'''
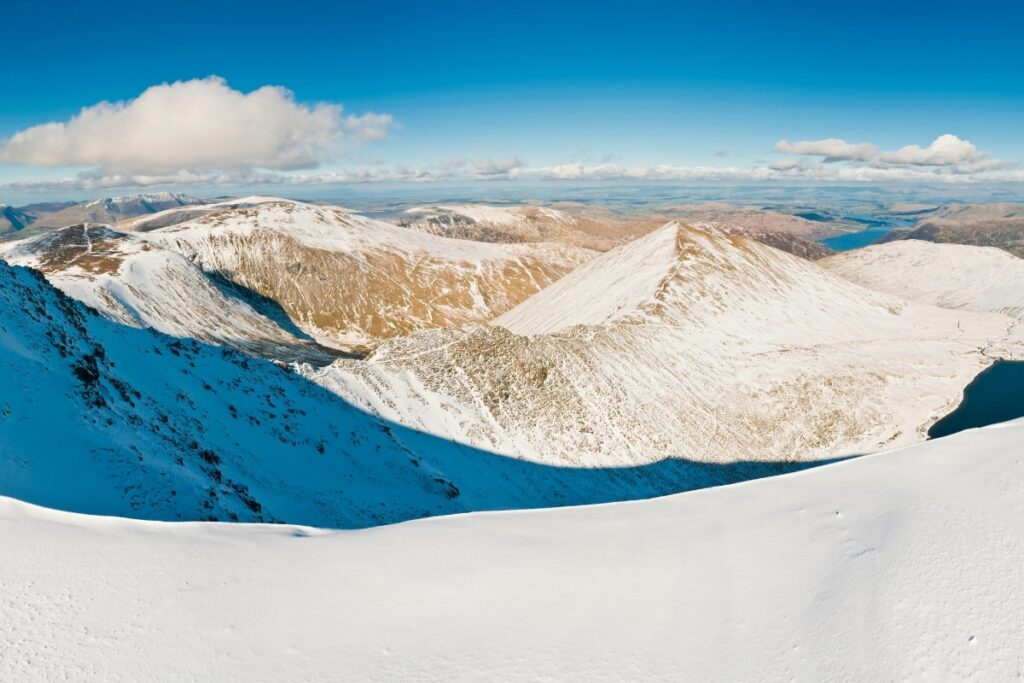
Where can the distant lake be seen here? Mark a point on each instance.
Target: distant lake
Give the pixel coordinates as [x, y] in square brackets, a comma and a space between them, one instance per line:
[996, 394]
[877, 227]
'''
**WHAT THIS TASK INVOLVES:**
Please present the lines of the records above as a numbered list, leaving out blank lines and the pictures.

**THE ANSWER:**
1. Where can the distant lake be seen here? Mark a point on each instance.
2. Target: distant lake
3. Give the pixel coordinates as [x, y] in square brackets, a comma and a space between them, one instance per line:
4. [996, 394]
5. [877, 227]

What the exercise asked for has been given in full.